Bir veri dosyasının parçası:
━━━━

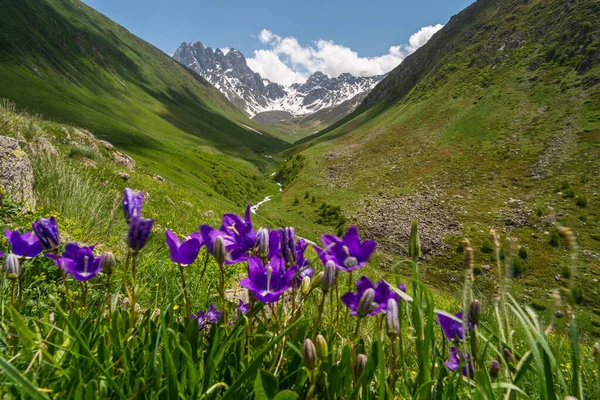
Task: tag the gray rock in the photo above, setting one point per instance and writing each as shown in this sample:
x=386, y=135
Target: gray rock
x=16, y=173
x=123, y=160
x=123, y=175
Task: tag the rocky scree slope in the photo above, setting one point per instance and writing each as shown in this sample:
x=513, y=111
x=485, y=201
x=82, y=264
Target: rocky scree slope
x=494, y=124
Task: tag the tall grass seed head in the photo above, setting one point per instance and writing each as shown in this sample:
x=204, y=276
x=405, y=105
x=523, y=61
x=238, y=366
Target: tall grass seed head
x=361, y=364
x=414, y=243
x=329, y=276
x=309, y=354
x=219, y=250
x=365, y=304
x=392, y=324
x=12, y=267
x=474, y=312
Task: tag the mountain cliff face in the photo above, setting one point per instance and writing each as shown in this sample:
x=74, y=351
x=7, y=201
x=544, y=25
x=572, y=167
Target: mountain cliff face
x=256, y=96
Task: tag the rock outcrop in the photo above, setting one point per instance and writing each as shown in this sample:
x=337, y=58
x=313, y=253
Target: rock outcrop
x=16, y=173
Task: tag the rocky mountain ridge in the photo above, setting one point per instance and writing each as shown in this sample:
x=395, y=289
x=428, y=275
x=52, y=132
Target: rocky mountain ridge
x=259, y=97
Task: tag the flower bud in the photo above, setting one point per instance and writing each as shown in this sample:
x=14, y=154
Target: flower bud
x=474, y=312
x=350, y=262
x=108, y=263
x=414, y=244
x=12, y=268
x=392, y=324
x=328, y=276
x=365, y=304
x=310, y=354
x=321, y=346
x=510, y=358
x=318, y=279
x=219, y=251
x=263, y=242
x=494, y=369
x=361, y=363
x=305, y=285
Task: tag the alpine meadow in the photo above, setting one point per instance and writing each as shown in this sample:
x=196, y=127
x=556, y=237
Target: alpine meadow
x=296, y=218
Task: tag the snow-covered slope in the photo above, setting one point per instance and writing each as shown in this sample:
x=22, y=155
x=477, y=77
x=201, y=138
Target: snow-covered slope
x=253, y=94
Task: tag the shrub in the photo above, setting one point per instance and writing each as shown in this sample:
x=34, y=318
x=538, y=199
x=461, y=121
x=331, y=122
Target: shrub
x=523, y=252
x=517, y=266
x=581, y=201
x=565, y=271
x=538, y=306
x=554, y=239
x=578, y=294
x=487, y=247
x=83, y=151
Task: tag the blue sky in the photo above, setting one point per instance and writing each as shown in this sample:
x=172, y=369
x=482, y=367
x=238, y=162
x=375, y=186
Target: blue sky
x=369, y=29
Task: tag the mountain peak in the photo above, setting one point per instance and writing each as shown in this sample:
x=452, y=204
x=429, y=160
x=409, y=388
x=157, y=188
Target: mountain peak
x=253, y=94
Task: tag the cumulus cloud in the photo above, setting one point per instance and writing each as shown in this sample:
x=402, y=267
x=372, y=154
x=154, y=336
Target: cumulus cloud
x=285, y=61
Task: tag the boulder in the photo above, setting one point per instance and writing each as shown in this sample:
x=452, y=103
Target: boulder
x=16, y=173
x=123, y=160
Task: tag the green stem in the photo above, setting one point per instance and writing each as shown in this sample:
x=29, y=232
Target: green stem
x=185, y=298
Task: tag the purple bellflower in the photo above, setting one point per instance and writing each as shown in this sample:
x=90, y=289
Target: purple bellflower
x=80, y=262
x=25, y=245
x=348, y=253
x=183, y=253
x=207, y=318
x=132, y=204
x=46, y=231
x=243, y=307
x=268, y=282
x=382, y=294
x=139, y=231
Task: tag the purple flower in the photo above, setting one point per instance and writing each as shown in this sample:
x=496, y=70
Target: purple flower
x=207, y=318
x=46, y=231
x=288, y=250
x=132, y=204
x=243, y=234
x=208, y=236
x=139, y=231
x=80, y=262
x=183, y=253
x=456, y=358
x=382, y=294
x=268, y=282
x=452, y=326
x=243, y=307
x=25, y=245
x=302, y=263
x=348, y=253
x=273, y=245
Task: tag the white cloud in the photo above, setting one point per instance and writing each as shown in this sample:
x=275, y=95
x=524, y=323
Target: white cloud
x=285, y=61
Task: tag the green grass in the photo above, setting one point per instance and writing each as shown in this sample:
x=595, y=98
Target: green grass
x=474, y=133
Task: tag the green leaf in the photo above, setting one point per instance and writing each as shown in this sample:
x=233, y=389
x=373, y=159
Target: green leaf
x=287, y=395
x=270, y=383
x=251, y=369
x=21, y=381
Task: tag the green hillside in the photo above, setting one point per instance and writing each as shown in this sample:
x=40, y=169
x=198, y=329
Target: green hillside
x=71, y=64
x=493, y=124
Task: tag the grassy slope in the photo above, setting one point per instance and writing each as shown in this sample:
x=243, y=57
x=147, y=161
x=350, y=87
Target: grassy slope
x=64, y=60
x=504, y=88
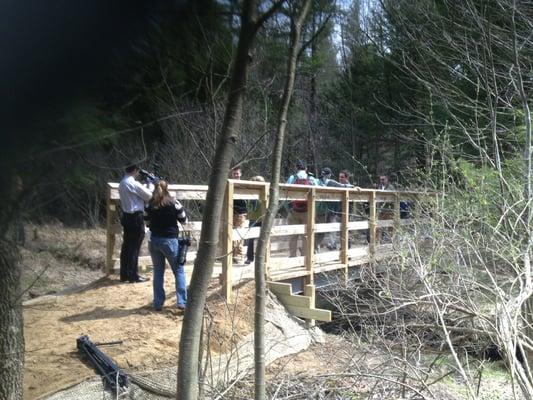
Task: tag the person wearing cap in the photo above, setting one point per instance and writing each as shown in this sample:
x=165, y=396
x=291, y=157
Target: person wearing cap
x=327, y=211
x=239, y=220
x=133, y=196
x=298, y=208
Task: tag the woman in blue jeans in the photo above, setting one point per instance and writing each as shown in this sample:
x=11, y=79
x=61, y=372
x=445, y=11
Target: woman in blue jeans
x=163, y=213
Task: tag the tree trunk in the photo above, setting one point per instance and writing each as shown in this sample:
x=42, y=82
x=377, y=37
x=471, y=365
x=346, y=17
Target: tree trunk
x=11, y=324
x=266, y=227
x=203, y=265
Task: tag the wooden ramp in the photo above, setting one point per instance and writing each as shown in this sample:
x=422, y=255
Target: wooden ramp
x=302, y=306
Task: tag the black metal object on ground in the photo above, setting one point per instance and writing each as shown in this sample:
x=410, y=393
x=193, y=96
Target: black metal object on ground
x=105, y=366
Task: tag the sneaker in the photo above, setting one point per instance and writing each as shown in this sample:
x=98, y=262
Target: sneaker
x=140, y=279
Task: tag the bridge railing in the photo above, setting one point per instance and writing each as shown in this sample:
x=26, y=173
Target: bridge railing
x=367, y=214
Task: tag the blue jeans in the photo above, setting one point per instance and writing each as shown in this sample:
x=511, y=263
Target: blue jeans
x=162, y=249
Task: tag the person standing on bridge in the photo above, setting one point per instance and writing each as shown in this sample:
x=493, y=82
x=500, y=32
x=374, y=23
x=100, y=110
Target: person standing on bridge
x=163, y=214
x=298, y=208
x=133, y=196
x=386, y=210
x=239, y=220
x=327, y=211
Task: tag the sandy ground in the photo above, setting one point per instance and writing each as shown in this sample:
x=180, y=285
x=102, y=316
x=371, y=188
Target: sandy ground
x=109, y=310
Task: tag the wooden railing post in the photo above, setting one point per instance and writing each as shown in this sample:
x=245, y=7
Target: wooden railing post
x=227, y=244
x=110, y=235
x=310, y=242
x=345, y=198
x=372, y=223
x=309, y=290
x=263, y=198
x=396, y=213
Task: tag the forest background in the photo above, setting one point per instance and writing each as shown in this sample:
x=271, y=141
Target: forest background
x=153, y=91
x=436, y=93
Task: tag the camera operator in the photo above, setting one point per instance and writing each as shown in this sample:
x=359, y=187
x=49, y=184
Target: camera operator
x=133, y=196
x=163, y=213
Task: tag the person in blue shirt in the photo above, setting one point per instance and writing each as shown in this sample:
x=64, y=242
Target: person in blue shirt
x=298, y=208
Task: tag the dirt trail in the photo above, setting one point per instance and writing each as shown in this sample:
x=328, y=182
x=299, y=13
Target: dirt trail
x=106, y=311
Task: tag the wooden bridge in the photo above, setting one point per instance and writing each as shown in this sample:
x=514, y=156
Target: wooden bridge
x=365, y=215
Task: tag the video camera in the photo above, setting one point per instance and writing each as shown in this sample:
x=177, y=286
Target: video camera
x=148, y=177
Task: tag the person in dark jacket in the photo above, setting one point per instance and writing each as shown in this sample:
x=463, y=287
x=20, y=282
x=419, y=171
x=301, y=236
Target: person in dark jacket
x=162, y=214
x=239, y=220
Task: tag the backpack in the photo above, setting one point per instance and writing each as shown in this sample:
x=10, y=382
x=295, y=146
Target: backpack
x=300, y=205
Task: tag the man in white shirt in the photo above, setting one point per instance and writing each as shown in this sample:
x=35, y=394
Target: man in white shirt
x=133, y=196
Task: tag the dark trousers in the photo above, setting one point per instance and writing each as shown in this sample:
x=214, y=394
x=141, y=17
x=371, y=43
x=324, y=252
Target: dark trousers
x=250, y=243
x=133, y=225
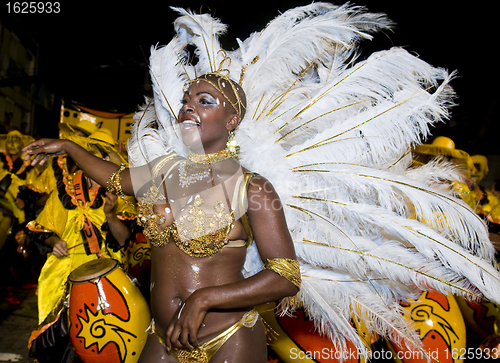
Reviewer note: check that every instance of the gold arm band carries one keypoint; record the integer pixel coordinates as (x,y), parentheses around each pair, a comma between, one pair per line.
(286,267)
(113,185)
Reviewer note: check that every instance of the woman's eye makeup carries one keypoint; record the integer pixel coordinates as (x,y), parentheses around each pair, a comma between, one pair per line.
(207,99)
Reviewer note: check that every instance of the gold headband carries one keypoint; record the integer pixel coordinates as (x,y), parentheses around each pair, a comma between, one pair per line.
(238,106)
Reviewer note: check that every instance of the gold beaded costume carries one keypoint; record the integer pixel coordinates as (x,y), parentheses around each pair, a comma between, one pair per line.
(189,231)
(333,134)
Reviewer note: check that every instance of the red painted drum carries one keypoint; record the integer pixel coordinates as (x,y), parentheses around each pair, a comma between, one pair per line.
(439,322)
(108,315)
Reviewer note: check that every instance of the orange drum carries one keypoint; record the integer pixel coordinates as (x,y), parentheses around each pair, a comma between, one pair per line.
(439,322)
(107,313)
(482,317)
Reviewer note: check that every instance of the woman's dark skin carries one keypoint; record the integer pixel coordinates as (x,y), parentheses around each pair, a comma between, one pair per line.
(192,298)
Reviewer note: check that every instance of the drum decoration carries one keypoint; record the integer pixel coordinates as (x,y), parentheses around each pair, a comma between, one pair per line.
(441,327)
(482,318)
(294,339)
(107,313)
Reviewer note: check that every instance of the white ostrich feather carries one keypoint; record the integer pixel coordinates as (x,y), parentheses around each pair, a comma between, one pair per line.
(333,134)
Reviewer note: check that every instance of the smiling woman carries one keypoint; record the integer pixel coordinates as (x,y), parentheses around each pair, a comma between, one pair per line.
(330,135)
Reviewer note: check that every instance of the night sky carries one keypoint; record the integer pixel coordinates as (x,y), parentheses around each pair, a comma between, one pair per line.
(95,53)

━━━━

● Kısa problem
Materyalin başından başlayıp "x=123, y=175" içeren satıra kadar giden satırları, iki ucu da dahil olmak üzere, aynen çoğaltın. Resimleri cevaba almayın.

● Görevin çözümü
Task: tag the gray rock in the photo above, setting one point per instance and writing each as shown in this sample:
x=386, y=135
Target: gray rock
x=16, y=173
x=123, y=160
x=123, y=175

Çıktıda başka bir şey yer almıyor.